An exact copy of every record below is what's needed here.

Extracted records:
__________

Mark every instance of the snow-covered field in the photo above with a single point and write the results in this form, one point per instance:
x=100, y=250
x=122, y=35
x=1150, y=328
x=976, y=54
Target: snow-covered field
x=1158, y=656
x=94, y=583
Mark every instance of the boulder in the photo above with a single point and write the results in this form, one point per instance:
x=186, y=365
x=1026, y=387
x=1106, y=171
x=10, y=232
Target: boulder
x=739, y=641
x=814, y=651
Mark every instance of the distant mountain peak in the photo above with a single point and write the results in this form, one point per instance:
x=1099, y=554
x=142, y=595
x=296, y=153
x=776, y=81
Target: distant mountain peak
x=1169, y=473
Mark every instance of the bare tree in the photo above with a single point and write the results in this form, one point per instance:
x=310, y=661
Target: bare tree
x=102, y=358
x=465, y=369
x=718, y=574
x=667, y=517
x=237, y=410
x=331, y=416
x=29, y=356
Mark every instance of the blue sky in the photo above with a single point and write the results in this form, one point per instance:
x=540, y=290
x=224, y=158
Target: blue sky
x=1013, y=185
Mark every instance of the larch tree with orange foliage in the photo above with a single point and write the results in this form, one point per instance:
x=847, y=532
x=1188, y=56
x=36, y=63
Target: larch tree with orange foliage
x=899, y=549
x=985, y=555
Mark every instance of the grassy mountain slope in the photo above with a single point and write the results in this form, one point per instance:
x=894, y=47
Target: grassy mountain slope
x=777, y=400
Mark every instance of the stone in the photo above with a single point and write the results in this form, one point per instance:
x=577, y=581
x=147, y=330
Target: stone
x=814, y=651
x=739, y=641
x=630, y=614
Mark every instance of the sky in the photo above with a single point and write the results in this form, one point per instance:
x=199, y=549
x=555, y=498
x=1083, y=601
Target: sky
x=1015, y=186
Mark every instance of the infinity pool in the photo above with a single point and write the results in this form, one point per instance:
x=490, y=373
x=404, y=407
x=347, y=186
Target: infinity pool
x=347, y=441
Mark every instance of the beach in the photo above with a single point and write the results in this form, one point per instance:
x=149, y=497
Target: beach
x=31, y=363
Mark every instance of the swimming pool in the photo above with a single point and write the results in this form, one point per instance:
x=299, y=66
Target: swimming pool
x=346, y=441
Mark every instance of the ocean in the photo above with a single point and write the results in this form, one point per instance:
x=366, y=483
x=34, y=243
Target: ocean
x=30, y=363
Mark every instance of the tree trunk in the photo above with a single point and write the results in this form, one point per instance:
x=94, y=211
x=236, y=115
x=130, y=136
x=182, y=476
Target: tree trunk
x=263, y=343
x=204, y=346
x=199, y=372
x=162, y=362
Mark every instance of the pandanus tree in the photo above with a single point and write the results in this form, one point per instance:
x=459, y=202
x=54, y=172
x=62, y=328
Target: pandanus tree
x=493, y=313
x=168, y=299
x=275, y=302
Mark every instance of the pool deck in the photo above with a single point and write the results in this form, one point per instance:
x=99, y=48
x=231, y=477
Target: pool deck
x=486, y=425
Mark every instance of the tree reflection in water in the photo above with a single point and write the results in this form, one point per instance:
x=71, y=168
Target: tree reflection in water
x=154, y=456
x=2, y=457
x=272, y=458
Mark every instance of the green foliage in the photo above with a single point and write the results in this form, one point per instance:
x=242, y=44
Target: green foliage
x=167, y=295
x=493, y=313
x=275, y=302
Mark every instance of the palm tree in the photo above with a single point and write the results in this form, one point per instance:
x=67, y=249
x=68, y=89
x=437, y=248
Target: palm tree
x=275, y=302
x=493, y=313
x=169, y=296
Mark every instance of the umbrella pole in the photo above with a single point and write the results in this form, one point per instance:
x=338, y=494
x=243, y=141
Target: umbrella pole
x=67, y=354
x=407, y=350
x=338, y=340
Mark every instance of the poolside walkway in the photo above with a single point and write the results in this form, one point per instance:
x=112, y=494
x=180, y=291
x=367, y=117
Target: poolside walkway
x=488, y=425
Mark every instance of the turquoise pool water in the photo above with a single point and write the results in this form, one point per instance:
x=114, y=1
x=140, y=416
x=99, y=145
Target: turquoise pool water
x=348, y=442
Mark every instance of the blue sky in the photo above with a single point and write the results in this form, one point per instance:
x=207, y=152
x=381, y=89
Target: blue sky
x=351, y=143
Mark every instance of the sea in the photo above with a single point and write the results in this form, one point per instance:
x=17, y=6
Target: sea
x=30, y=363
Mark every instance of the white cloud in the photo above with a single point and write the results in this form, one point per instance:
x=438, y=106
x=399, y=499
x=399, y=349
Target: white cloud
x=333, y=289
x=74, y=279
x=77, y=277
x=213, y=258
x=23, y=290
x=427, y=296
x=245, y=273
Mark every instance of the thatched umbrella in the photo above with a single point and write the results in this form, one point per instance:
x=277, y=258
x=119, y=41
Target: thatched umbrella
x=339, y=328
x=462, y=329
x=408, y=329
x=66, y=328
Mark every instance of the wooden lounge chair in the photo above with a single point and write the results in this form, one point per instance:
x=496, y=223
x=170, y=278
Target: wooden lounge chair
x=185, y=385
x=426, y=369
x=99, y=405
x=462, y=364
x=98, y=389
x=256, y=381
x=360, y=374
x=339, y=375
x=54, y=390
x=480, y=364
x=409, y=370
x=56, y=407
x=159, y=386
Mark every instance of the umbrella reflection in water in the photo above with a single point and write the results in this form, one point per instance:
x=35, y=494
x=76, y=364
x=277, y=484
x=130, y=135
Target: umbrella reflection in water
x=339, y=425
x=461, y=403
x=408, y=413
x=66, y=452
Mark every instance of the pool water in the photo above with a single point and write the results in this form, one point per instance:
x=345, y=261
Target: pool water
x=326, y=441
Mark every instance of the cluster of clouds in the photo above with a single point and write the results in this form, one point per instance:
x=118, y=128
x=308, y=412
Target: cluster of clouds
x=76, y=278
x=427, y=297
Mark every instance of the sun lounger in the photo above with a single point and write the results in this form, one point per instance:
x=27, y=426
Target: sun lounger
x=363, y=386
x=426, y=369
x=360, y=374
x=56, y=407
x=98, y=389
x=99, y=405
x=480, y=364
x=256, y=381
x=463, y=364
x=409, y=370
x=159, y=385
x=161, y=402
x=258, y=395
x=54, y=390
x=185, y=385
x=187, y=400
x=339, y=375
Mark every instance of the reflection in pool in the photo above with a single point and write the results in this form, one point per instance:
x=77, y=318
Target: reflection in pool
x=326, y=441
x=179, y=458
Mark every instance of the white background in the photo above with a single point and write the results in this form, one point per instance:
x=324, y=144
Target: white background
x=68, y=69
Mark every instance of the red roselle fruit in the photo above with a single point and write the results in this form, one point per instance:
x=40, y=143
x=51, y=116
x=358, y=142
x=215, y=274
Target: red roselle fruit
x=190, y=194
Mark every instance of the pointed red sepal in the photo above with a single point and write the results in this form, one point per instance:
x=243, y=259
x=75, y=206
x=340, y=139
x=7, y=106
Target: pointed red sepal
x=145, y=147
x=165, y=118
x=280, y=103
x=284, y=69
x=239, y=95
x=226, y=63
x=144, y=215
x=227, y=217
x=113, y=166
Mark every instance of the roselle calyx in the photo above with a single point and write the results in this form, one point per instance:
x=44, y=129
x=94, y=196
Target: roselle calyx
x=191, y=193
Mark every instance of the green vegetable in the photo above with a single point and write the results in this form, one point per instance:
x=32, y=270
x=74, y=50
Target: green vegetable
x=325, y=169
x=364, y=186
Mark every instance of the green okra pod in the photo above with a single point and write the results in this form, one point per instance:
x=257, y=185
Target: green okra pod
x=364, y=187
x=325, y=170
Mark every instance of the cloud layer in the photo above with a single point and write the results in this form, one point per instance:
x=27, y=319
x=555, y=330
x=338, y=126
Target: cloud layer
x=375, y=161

__________

» **COMPLETED TASK**:
Mark every instance of the snow-covered field in the photo above with a single point and write the results in this form, one point per instance:
x=100, y=250
x=122, y=35
x=1150, y=328
x=976, y=54
Target: snow-covered field
x=1158, y=656
x=94, y=583
Mark every instance of the boulder in the photo above with a single point and write the results in this form, one point per instance:
x=186, y=365
x=1026, y=387
x=1106, y=171
x=10, y=232
Target: boulder
x=739, y=641
x=814, y=651
Mark every instance of the distant mountain peak in the photo above with a single point and write the results in this form, one point per instance:
x=1099, y=554
x=142, y=595
x=296, y=153
x=776, y=81
Target: distant mountain peak
x=1169, y=473
Mark every instance of the bare tree in the photo above with a single point and write the results in this form, one point per instance:
x=310, y=661
Target: bare tree
x=102, y=358
x=465, y=369
x=718, y=574
x=667, y=517
x=237, y=410
x=331, y=416
x=29, y=356
Mark every instance of the blue sky in the photo above with a single point and write the results in this form, one point per instance:
x=540, y=290
x=224, y=158
Target: blue sky
x=1013, y=185
Mark every instance of the larch tree with orange foliage in the photo above with a single point and write the results in this form, one point per instance:
x=847, y=532
x=1188, y=56
x=36, y=63
Target: larch tree with orange foliage
x=899, y=549
x=985, y=555
Mark every instance of the grassy mountain slope in the photo above with a single point and write the results in this form, one point per instance:
x=894, y=47
Target: grassy mountain slope
x=777, y=400
Mark every instance of the stone in the photo above with a single point and write the results in this form, one point per instance:
x=577, y=581
x=147, y=330
Target: stone
x=814, y=651
x=739, y=641
x=630, y=614
Mark every instance of the sky in the photo above with a single point and write the results in this form, one point per instance:
x=199, y=549
x=555, y=498
x=1083, y=601
Target: sky
x=1015, y=186
Mark every instance of the infinity pool in the photo above with a single point and write the results in this form, one point per instance:
x=490, y=373
x=404, y=407
x=347, y=186
Target: infinity pool
x=347, y=441
Mark every instance of the beach in the photo above with a single point and write the results in this form, one point per instance:
x=149, y=497
Target: beach
x=31, y=363
Mark every instance of the swimming pool in the photo above with a single point and write the results in this form, one point per instance:
x=299, y=66
Target: swimming pool
x=346, y=441
Mark every instance of the ocean in the photo above with a single point and write the results in this form, one point per instance:
x=366, y=483
x=34, y=243
Target: ocean
x=30, y=363
Mark every instance of the tree trunk in the photo above with a single point and write the results in this form, one point per instance:
x=94, y=211
x=236, y=115
x=130, y=136
x=182, y=476
Target: tree trunk
x=263, y=343
x=204, y=346
x=199, y=372
x=162, y=362
Mark every instance of the pandanus tree in the photo above with a single point and write the results in this form, one point per instance:
x=459, y=202
x=54, y=172
x=62, y=328
Target: pandanus tree
x=493, y=313
x=168, y=299
x=275, y=302
Mark every instance of the pool deck in the photo above with a single point and write the results in this form, one point per instance:
x=99, y=48
x=231, y=477
Target: pool deck
x=486, y=425
Mark every instance of the tree reflection in water in the photo above with a single point and write the results in this form, one point per instance:
x=71, y=168
Target: tree reflection in water
x=154, y=456
x=2, y=457
x=272, y=458
Mark every instance of the green foliage in the photo above with a single point and write the results in this form, one point per instance:
x=242, y=44
Target: green foliage
x=167, y=295
x=493, y=313
x=275, y=302
Mark every instance of the palm tree in the photo above with a single point and write the results in this form, one point per instance:
x=67, y=249
x=68, y=89
x=437, y=248
Target: palm tree
x=275, y=302
x=493, y=313
x=169, y=296
Mark every instance of the umbrella pole in the photo above with a single point and write the results in this form, one point per instance:
x=338, y=494
x=243, y=141
Target: umbrella pole
x=67, y=354
x=407, y=350
x=338, y=340
Mark every instance of the poolside walkway in the photo above with a single point and write the results in this form, one point per instance:
x=112, y=494
x=180, y=291
x=367, y=117
Target: poolside walkway
x=488, y=425
Mark every instance of the turquoise pool water in the photo above with a single point and write the results in this form, one point per instance:
x=114, y=1
x=140, y=416
x=99, y=145
Target: turquoise pool water
x=348, y=442
Mark every instance of the blue sky in the photo above with a single point and write the results in this form, one point per instance:
x=207, y=152
x=381, y=89
Target: blue sky
x=351, y=143
Mark every instance of the sea in the photo above with a single point and write the results in this form, one point per instance:
x=17, y=6
Target: sea
x=30, y=363
Mark every instance of the white cloud in the photo above with a single point and write the results in this form, one point per instance:
x=438, y=106
x=399, y=499
x=399, y=349
Target: white cloud
x=333, y=289
x=74, y=279
x=77, y=277
x=213, y=258
x=23, y=290
x=427, y=296
x=245, y=273
Mark every instance of the thatched umbrella in the photo above with a single point and write the results in this form, one point per instance:
x=277, y=258
x=119, y=41
Target: thatched umbrella
x=339, y=328
x=462, y=329
x=408, y=329
x=66, y=328
Mark every instance of the wooden lounge chair in the photo above with a single point and write the results in this form, one point per instance:
x=496, y=223
x=170, y=278
Target: wooden lounge chair
x=185, y=385
x=426, y=369
x=99, y=405
x=462, y=364
x=98, y=389
x=256, y=381
x=360, y=374
x=339, y=375
x=54, y=390
x=480, y=364
x=409, y=370
x=56, y=407
x=159, y=386
Mark every instance of the umbrella reflection in water in the photo above with a single point and write the results in this form, one point per instance:
x=35, y=494
x=76, y=364
x=277, y=484
x=130, y=135
Target: umbrella reflection in water
x=339, y=425
x=461, y=403
x=408, y=413
x=66, y=452
Mark every instance of the pool water in the photo above with a single point and write the results in this form, one point per instance:
x=345, y=261
Target: pool water
x=326, y=441
Mark every instance of the cluster of clouds in the photo above with a single point and write the results in this form, one point per instance:
x=118, y=128
x=308, y=412
Target: cluster of clouds
x=76, y=278
x=427, y=297
Mark every instance of the sun lounger in the photo above with a single point and write the results in this form, one point per instance:
x=27, y=426
Target: sun lounger
x=363, y=386
x=426, y=369
x=360, y=374
x=56, y=407
x=98, y=389
x=99, y=405
x=480, y=364
x=256, y=381
x=463, y=364
x=409, y=370
x=159, y=385
x=161, y=402
x=258, y=395
x=54, y=390
x=185, y=385
x=187, y=400
x=339, y=375
Mark every instance of the reflection in pool in the photo above with a single point and write the results in this form, one point per instance:
x=77, y=318
Target: reflection in pool
x=326, y=441
x=179, y=458
Mark every instance of the white background in the photo above with a single point and write the results in this form, one point per instance:
x=324, y=144
Target: white background
x=68, y=69
Mark every instance of the red roselle fruit in the photo above with a single point and write the results in this form, one point per instance:
x=40, y=143
x=51, y=116
x=358, y=142
x=215, y=274
Target: red roselle fruit
x=190, y=194
Mark every instance of the pointed red sepal in the photo above with a single point and write the results in this form, one point per instance:
x=243, y=259
x=75, y=206
x=340, y=139
x=7, y=106
Target: pointed red sepal
x=145, y=147
x=165, y=118
x=280, y=103
x=284, y=69
x=239, y=95
x=226, y=63
x=144, y=215
x=227, y=217
x=113, y=166
Mark every instance of the roselle calyx in the photo above with a single point and write the results in this form, one point per instance:
x=44, y=129
x=94, y=196
Target: roselle calyx
x=191, y=193
Mark every instance of the green vegetable in the photo above with a single point and write the results in this form, one point per instance:
x=32, y=270
x=74, y=50
Target: green vegetable
x=325, y=169
x=364, y=186
Mark every instance of the green okra pod in the photo above with a single point and write the results in this form, one point per instance:
x=257, y=185
Target: green okra pod
x=364, y=187
x=325, y=170
Mark every instance of the cloud layer in the photo above with a single point and write the results in this form, one point per instance:
x=27, y=319
x=555, y=330
x=338, y=126
Target: cloud layer
x=375, y=161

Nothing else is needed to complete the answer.